*** Opening of THE RECORDS ***

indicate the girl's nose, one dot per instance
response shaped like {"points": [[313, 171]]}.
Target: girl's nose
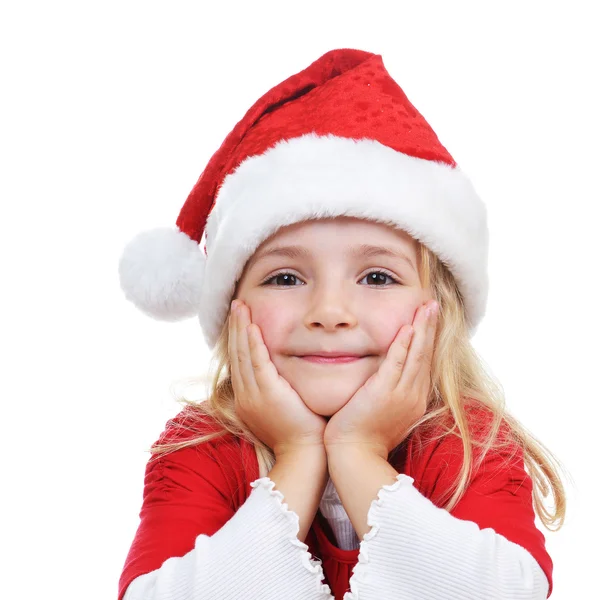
{"points": [[330, 309]]}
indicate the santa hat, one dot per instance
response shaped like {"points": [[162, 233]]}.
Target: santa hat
{"points": [[338, 138]]}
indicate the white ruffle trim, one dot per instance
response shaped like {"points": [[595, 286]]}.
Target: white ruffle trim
{"points": [[313, 565], [360, 571]]}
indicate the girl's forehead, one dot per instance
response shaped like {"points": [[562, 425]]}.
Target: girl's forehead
{"points": [[342, 229]]}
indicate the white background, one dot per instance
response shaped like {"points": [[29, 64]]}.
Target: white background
{"points": [[110, 111]]}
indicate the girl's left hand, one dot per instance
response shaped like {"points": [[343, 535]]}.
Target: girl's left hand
{"points": [[380, 413]]}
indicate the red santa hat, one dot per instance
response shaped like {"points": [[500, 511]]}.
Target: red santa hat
{"points": [[338, 138]]}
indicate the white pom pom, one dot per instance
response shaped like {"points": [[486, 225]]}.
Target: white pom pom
{"points": [[161, 272]]}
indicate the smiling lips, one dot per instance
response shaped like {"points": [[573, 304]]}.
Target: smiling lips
{"points": [[328, 360]]}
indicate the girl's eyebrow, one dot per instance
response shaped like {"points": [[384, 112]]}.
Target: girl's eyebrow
{"points": [[360, 251]]}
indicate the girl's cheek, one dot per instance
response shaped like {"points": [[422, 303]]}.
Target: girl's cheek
{"points": [[272, 322]]}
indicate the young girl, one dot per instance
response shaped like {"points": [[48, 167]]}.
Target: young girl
{"points": [[352, 446]]}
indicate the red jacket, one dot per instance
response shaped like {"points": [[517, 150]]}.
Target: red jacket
{"points": [[175, 509]]}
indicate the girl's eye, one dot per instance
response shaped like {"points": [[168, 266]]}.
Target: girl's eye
{"points": [[282, 279], [377, 278]]}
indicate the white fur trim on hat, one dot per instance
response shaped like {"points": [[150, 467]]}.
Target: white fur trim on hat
{"points": [[314, 176], [161, 272]]}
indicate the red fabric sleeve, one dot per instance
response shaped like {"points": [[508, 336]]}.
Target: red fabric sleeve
{"points": [[499, 494], [500, 497], [188, 492]]}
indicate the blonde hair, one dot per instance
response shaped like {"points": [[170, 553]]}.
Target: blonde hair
{"points": [[457, 372]]}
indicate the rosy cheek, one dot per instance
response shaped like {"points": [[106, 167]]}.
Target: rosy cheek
{"points": [[271, 323]]}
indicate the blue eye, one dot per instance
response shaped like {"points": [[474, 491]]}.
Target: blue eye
{"points": [[286, 279]]}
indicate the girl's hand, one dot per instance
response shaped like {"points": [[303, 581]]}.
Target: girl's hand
{"points": [[264, 400], [380, 413]]}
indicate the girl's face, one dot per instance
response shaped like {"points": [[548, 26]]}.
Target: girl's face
{"points": [[337, 285]]}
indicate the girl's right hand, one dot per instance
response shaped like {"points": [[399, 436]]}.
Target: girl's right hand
{"points": [[264, 400]]}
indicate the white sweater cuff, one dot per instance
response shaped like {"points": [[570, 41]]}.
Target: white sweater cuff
{"points": [[255, 555], [416, 550]]}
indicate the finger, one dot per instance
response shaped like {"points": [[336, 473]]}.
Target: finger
{"points": [[420, 354], [243, 351], [233, 355]]}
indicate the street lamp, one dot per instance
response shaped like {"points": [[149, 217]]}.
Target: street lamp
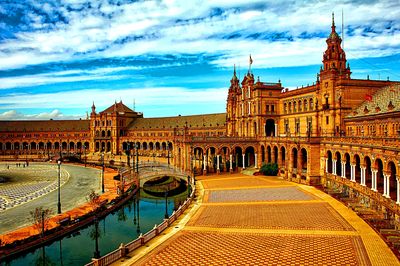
{"points": [[59, 181], [102, 172]]}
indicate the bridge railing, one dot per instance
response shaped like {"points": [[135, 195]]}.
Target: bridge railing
{"points": [[123, 250]]}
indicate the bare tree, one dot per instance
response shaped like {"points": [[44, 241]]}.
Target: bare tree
{"points": [[41, 219]]}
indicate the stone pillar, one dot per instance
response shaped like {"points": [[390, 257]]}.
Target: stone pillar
{"points": [[374, 172], [230, 163], [344, 169], [334, 167], [362, 175], [326, 165]]}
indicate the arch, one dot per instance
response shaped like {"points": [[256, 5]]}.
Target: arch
{"points": [[338, 158], [108, 146], [379, 175], [330, 163], [283, 156], [391, 170], [238, 156], [275, 155], [270, 128], [249, 156], [347, 167], [262, 153], [357, 172], [368, 171], [157, 146], [303, 161]]}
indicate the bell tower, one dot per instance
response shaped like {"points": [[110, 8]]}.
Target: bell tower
{"points": [[334, 58]]}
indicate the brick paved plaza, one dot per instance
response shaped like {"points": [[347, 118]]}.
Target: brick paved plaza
{"points": [[278, 223]]}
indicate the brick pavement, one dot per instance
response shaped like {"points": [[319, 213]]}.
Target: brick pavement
{"points": [[238, 225]]}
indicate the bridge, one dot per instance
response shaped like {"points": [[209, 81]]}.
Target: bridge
{"points": [[150, 170]]}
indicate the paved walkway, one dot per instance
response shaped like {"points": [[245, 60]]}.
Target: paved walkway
{"points": [[252, 220]]}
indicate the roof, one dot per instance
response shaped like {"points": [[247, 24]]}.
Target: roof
{"points": [[118, 107], [385, 100], [208, 120], [44, 125]]}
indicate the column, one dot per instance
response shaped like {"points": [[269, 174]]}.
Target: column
{"points": [[374, 179], [363, 176], [230, 163], [334, 167], [398, 190], [326, 165], [344, 169]]}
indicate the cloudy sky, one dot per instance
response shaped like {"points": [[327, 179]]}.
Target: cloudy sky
{"points": [[176, 57]]}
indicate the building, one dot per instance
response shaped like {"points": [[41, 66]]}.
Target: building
{"points": [[339, 130]]}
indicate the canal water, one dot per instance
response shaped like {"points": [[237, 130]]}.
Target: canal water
{"points": [[139, 215]]}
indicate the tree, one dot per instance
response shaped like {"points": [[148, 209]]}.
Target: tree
{"points": [[269, 169], [41, 219]]}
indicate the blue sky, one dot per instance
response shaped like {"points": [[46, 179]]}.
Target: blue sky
{"points": [[176, 57]]}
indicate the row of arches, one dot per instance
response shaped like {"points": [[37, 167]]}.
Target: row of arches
{"points": [[376, 174], [33, 146], [156, 146]]}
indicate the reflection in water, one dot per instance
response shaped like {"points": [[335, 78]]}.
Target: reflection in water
{"points": [[75, 248]]}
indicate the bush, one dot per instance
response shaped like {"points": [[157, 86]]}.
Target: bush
{"points": [[269, 169]]}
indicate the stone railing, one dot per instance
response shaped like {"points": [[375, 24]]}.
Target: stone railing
{"points": [[123, 250], [376, 196]]}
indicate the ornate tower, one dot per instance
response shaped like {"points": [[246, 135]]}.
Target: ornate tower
{"points": [[231, 103], [334, 59]]}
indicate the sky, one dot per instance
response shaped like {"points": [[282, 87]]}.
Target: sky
{"points": [[166, 58]]}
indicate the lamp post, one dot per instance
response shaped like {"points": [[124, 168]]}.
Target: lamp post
{"points": [[102, 172], [59, 181]]}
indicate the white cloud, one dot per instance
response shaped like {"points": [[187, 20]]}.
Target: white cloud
{"points": [[155, 24], [55, 114]]}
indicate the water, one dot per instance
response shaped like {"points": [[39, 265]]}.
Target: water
{"points": [[122, 226]]}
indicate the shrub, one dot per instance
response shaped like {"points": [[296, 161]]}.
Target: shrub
{"points": [[269, 169]]}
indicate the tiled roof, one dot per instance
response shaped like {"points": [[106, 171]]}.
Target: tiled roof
{"points": [[385, 100], [209, 120], [119, 107], [44, 125]]}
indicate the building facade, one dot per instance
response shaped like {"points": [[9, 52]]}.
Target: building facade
{"points": [[338, 129]]}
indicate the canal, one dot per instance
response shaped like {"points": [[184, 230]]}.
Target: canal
{"points": [[137, 216]]}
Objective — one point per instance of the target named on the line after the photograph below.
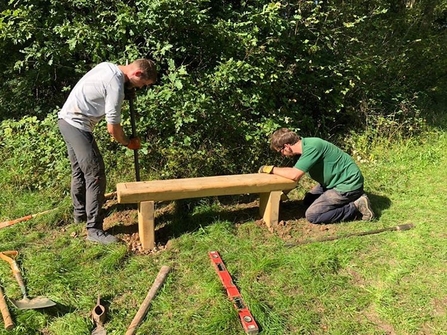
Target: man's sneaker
(100, 236)
(363, 205)
(80, 219)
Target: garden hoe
(25, 302)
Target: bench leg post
(269, 207)
(146, 227)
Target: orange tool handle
(5, 311)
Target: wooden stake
(159, 280)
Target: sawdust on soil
(293, 228)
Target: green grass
(387, 283)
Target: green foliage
(39, 158)
(231, 72)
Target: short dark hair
(282, 137)
(147, 68)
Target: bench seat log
(145, 193)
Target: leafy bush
(35, 152)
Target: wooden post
(146, 226)
(269, 207)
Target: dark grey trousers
(330, 206)
(88, 177)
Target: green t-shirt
(329, 165)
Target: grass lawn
(386, 283)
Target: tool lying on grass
(407, 226)
(138, 318)
(247, 319)
(25, 302)
(99, 318)
(5, 311)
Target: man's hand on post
(266, 169)
(134, 143)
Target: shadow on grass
(183, 216)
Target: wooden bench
(145, 193)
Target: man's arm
(288, 172)
(117, 132)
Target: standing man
(339, 196)
(99, 93)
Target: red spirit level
(247, 319)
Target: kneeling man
(339, 195)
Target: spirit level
(247, 320)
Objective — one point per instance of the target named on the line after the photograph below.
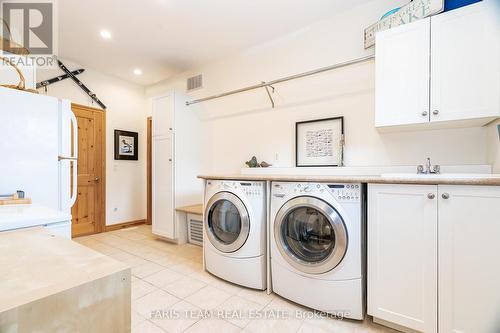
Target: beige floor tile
(146, 269)
(136, 318)
(203, 276)
(213, 326)
(228, 287)
(179, 317)
(257, 296)
(208, 298)
(187, 267)
(147, 327)
(184, 287)
(157, 300)
(239, 311)
(163, 277)
(140, 288)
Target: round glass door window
(310, 235)
(227, 222)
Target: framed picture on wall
(319, 143)
(126, 145)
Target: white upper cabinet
(443, 70)
(402, 75)
(469, 268)
(465, 65)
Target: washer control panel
(249, 188)
(341, 192)
(345, 192)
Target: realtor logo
(28, 28)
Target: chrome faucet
(429, 168)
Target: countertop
(472, 179)
(35, 264)
(29, 215)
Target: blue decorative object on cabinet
(454, 4)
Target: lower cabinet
(402, 255)
(433, 257)
(469, 259)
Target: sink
(441, 175)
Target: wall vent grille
(195, 82)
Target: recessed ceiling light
(105, 34)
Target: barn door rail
(267, 84)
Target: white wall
(243, 125)
(126, 110)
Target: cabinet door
(465, 64)
(469, 267)
(402, 255)
(163, 188)
(402, 75)
(163, 116)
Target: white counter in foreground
(51, 284)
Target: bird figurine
(264, 164)
(252, 163)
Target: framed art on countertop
(319, 143)
(126, 145)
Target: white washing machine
(234, 224)
(317, 246)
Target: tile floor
(171, 293)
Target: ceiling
(165, 37)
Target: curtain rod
(284, 79)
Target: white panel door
(163, 188)
(465, 64)
(402, 75)
(163, 116)
(402, 255)
(469, 267)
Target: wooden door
(469, 268)
(465, 65)
(89, 210)
(402, 255)
(402, 75)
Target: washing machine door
(227, 223)
(310, 235)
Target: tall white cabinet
(176, 163)
(433, 257)
(442, 71)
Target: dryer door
(227, 223)
(310, 234)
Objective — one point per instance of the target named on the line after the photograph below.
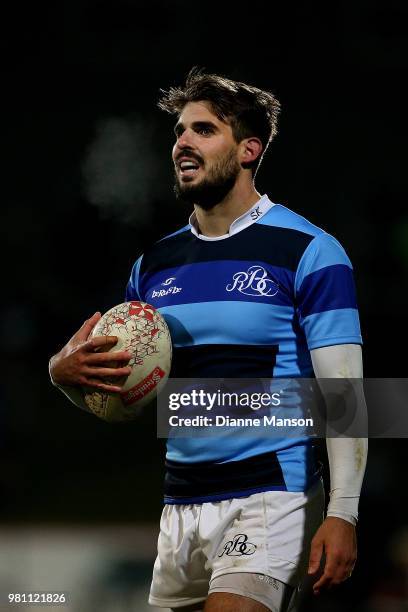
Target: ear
(250, 151)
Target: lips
(188, 166)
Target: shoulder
(284, 218)
(160, 252)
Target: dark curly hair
(250, 111)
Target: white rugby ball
(143, 332)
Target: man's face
(205, 156)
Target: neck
(217, 221)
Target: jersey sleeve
(326, 296)
(132, 288)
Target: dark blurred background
(88, 185)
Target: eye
(205, 130)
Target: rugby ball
(143, 332)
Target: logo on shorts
(238, 547)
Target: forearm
(347, 461)
(347, 456)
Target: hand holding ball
(142, 331)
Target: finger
(99, 358)
(108, 372)
(87, 327)
(316, 551)
(334, 573)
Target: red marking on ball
(136, 393)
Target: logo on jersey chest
(164, 292)
(254, 282)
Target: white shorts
(265, 533)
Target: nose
(185, 141)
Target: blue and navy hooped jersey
(252, 303)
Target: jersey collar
(248, 218)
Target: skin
(202, 136)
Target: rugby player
(259, 291)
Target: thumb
(86, 328)
(316, 551)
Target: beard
(213, 189)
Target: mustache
(190, 155)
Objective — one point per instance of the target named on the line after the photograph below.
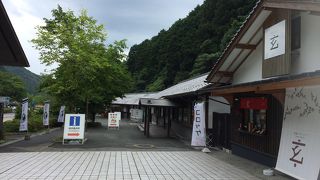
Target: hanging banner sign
(114, 120)
(254, 103)
(299, 145)
(199, 128)
(61, 114)
(275, 40)
(45, 117)
(24, 116)
(74, 125)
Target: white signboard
(275, 40)
(45, 117)
(136, 114)
(199, 129)
(74, 125)
(61, 114)
(299, 146)
(24, 117)
(113, 120)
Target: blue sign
(74, 121)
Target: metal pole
(1, 121)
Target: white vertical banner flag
(299, 145)
(61, 114)
(45, 117)
(199, 127)
(24, 116)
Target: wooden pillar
(164, 117)
(148, 121)
(170, 110)
(207, 112)
(1, 121)
(145, 113)
(156, 112)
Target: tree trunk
(87, 112)
(93, 117)
(1, 122)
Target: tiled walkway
(116, 165)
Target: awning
(278, 83)
(157, 102)
(11, 52)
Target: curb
(140, 127)
(31, 136)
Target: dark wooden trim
(236, 40)
(246, 46)
(296, 5)
(225, 73)
(268, 86)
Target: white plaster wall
(251, 69)
(307, 59)
(217, 107)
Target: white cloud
(124, 19)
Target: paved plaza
(117, 165)
(121, 154)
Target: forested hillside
(30, 79)
(189, 47)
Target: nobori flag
(45, 117)
(199, 128)
(61, 114)
(24, 117)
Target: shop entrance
(221, 130)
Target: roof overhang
(250, 36)
(11, 52)
(270, 85)
(157, 102)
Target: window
(253, 115)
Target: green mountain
(30, 79)
(189, 47)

*** Close of THE RECORDS ***

In the listing above, start at the line with "indicate the red fabric", go on through the line with "indicate the blue eye, one dot per instance", and copy each of those lines exactly; leave out all the rest.

indicate the red fabric sleeve, one dot per instance
response shaped like {"points": [[508, 336]]}.
Target: red fabric sleeve
{"points": [[499, 494], [500, 497], [188, 492]]}
indicate the blonde hair, one dot per instance
response shaped like {"points": [[170, 553]]}.
Target: blonde hair
{"points": [[457, 372]]}
indicate the rosy cheek, one dot per instance
response shaped like {"points": [[106, 167]]}.
Target: rosy cheek
{"points": [[271, 323]]}
indicate the blue eye, one dot per instance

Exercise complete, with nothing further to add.